- **Working data**:
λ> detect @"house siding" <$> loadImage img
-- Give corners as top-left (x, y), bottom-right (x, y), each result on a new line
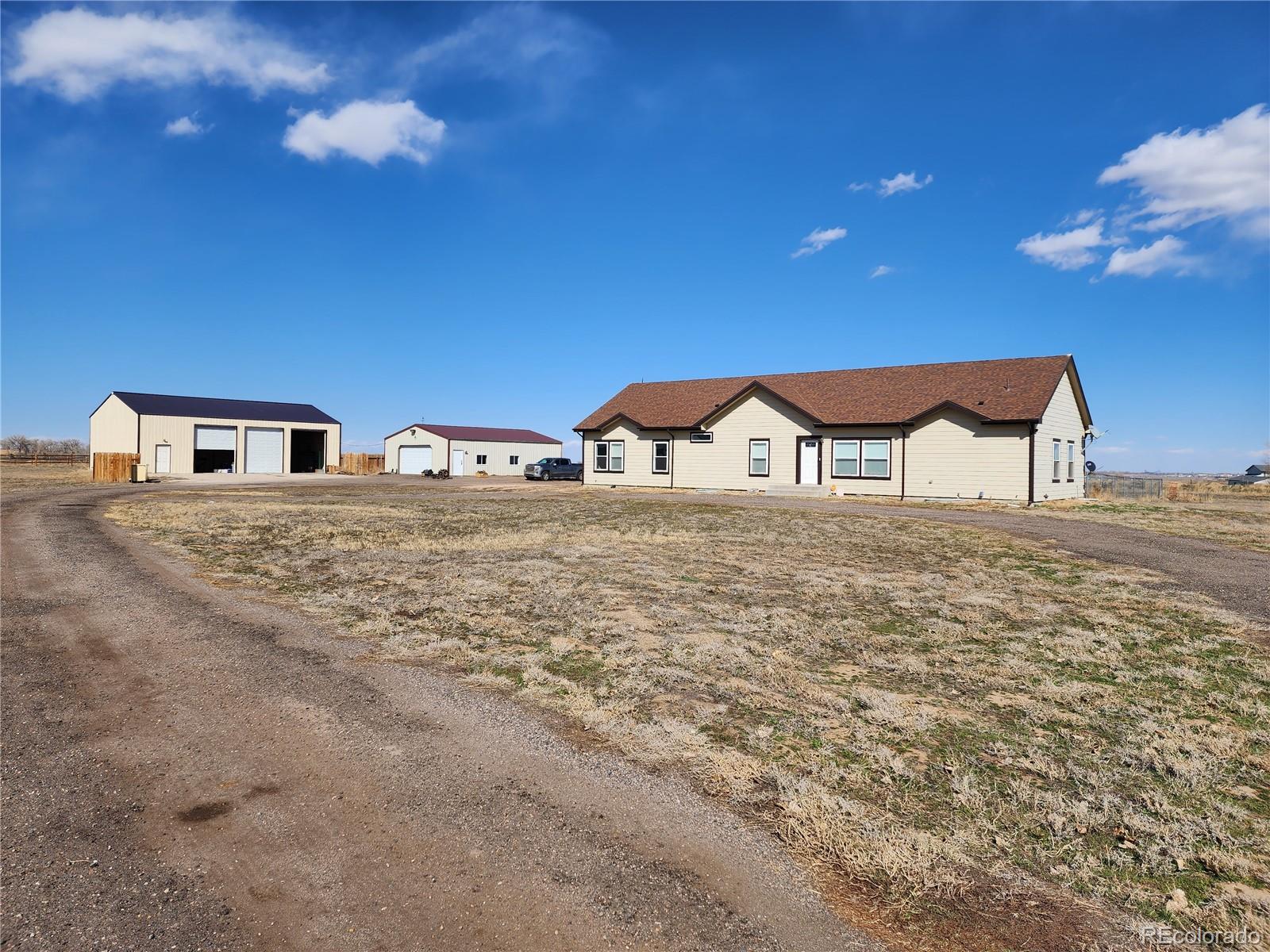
top-left (87, 393), bottom-right (144, 466)
top-left (1033, 370), bottom-right (1084, 503)
top-left (133, 415), bottom-right (341, 474)
top-left (818, 427), bottom-right (904, 497)
top-left (583, 391), bottom-right (815, 490)
top-left (904, 410), bottom-right (1027, 501)
top-left (582, 423), bottom-right (670, 487)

- **Work required**: Put every line of the rows above into a Markdown table with the columns No. and Text, numbering each line in order and leaving out blank lines. Keep the pictures out of the answer.

- **Solution below**:
| No. | Text |
|---|---|
| 1 | λ> detect @"house siding" <$> loadImage img |
| 2 | -- Give corners as top-left (x, y), bottom-right (x, y), each result on a new line |
| 3 | top-left (87, 393), bottom-right (144, 466) |
| 4 | top-left (1033, 370), bottom-right (1084, 503) |
| 5 | top-left (133, 415), bottom-right (341, 474) |
| 6 | top-left (818, 427), bottom-right (904, 497) |
| 7 | top-left (583, 391), bottom-right (815, 490) |
| 8 | top-left (904, 410), bottom-right (1027, 501) |
| 9 | top-left (582, 423), bottom-right (670, 487) |